*SELECTION*.
<<<<

I re-read it again recently as I looked at the state of publishing and how everyone (well, not quite everyone) is preaching the gospel of "Write faster!  Write faster!"

I still believe what I wrote.  And it's as applicable today as it was back then.

Each writer is different.  Each writer has various life skills, talents, methods, and external forces that make each writer unique.

To me, the mantra of writing faster is equivalent to acting like the hare in the race.  Now, if it works for you, go for it.  I won't deny one's unique writing style.  But it's not for everyone, and writing fast doesn't necessarily mean you will succeed--and this has nothing to do with all fast writing is crap; I don't believe that for a second.

Being the tortoise means writing steady and consistently.  I don't care how you break down your writing tasks.  Back in college, I used to write X amount of pages in a day.  My first goal was to write one page.  Then I moved it to two . . . and so on.  Whatever you use for your goal is fine for you, as long as you do it consistently.

If you only have twenty minutes to write each day, do it.  Write with all your heart for those twenty minutes.  Over time, those words will add up.

Be the tortoise.  Speeding quickly towards something is not necessarily the key to success.  Keeping at something for a long period of time is your best shot at success (and I'm talking career success, not success on a single book).  Keep your eye on the finish line.  The finish line is your goal.

Because no one can read your book (or books) if it's not finished.

Friday, June 10, 2016

When all else fails, re-read what you have written / Happenings In The Outhouse 10-June-2016

Something happened when I hit the 20,000 word mark on the latest thriller: I stalled.  I didn't write for a few days (life happens, you know?) and then I struggled with where I wanted to go.

The fourth novel in my Central Division Series is going very well, and I know where I want to go from here.

But I need to fill in the gaps.

So, I decided to go back through my book so far, chapter by chapter, and re-read it.  I'm making notes as I go, to see where I had made promises, created clues that I forgot about, and in one instance changed to District Attorney's name and gender.

If you find yourself stalling, wondering what to write next, may I make a suggestion to try this.  It may work for you.  It may not.

>>>>

*TASKS AND EXERCISES*.
1) In the post on writing, at what word count did the writer stall on the latest thriller?
2) Using the reasons the post on writing gives, explain why the writer went back through the book chapter by chapter.
3) Print the passage from the post on writing starting with "Something happened when" and going on through "It may not.".

*INFORMATION SUPPLIED*.

<<<<

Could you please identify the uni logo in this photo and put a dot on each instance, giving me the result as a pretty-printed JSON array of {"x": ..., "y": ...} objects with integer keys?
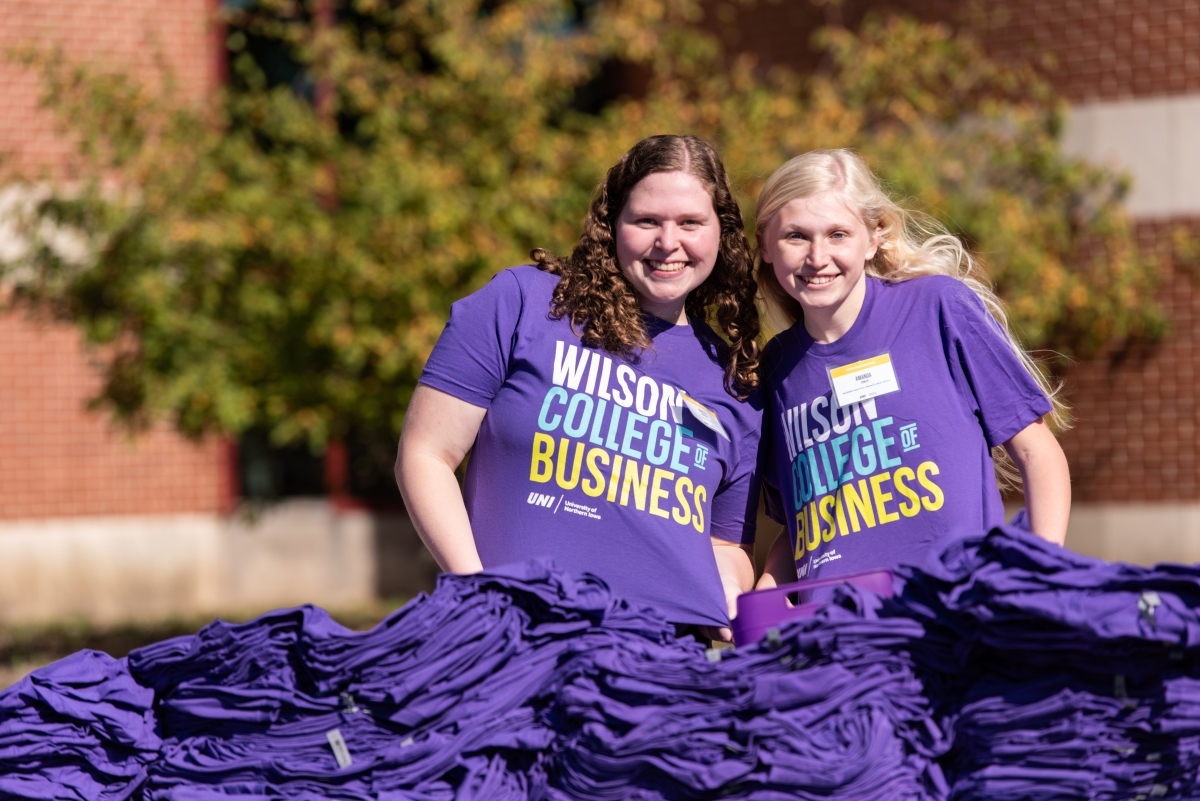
[{"x": 538, "y": 499}]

>>>>

*SOLUTIONS BY TASK*.
1) At the 20,000-word mark.

2) After stalling at 20,000 words, the writer knew where the story should go but needed to fill in the gaps. Re-reading the book and making notes would show where promises had been made and which clues had been forgotten.

3)
Something happened when I hit the 20,000 word mark on the latest thriller: I stalled.  I didn't write for a few days (life happens, you know?) and then I struggled with where I wanted to go.

The fourth novel in my Central Division Series is going very well, and I know where I want to go from here.

But I need to fill in the gaps.

So, I decided to go back through my book so far, chapter by chapter, and re-read it.  I'm making notes as I go, to see where I had made promises, created clues that I forgot about, and in one instance changed to District Attorney's name and gender.

If you find yourself stalling, wondering what to write next, may I make a suggestion to try this.  It may work for you.  It may not.